▶ [PAGE TEXT]:
################
Wednesday, December 5, 2012

Largest Ever Insider Trading Ring Used Kōans, Haiku to Transmit Information

Our second Haiku post in a week!*
From Cassandra Does Tokyo:
Insider Trading Secrets Revealed: It's All In The Haiku 
US Attorney for the Southern District Court of New York, Preet Bharara, may have his work cut out for him in trying to land the big fish atop what many believe to be the largest and most profitable insider trader endeavor ever.

Bharara is rumoured to have secretly questioned former employees of the target, none of whom are under investigation nor under threat of being charged, but nonetheless were believed to have given the US Attorney important insights into how it worked. After the revelations, the mood of his legal team was reported to be decidely sombre.

Here is what he has learned: Analysts, portfolio managers, brokers with juicy tips, have long been under strict instructions never to reveal material non-public information to the big fish since as everyone knows, that's illegal under current laws and their interpretation by the higher courts. But that doesn't mean the big fish doesn't want to know. Or trade accordingly should it become known. But, in order to not transgress the law, he needs to figure "it" out himself, whatever "it" is. To be free to act and trade in such situations, he needs to have the equivalent of an epiphany, or miraculous revelation, one that no court could prove, nor jury unanimously find, was the result of receiving inside information.
################
Records:
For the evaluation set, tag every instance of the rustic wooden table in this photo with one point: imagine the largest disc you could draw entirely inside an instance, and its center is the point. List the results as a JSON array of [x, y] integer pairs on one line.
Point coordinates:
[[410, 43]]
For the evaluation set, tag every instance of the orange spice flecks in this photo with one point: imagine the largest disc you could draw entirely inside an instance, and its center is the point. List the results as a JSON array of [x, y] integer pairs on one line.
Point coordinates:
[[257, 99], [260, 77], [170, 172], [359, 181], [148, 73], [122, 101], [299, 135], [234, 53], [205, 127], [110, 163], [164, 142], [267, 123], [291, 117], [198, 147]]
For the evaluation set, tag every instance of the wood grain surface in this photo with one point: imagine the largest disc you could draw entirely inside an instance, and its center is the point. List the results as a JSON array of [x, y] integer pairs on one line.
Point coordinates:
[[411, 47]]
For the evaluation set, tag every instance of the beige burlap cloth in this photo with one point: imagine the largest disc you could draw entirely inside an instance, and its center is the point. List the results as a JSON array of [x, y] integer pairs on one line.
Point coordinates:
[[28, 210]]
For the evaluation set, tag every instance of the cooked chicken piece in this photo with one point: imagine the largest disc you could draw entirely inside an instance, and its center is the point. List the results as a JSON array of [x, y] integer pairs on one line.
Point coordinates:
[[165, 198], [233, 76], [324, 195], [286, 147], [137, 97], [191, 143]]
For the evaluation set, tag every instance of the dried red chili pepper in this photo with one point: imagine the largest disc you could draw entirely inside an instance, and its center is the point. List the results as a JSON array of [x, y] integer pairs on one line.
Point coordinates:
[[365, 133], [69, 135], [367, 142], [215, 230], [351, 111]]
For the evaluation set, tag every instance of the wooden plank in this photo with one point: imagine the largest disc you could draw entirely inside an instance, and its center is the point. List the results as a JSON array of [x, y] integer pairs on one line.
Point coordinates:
################
▶ [OBJECTIVE A]: According to the insider trading post, who is the US Attorney for the Southern District Court of New York?
▶ [OBJECTIVE B]: Using the insider trading post, explain why the big fish needs to figure "it" out himself.
▶ [OBJECTIVE C]: Reproduce the passage of the insider trading post between "Bharara is rumoured" and "be decidely sombre.", inclusive.

▶ [OUTPUT A]: Preet Bharara.

▶ [OUTPUT B]: Analysts, portfolio managers and brokers are under strict instructions never to reveal material non-public information to him, because doing so is illegal under current laws and the higher courts' interpretation of them. To act and trade without transgressing the law, he needs the equivalent of an epiphany that no court could prove, nor jury unanimously find, was the result of receiving inside information.

▶ [OUTPUT C]:
Bharara is rumoured to have secretly questioned former employees of the target, none of whom are under investigation nor under threat of being charged, but nonetheless were believed to have given the US Attorney important insights into how it worked. After the revelations, the mood of his legal team was reported to be decidely sombre.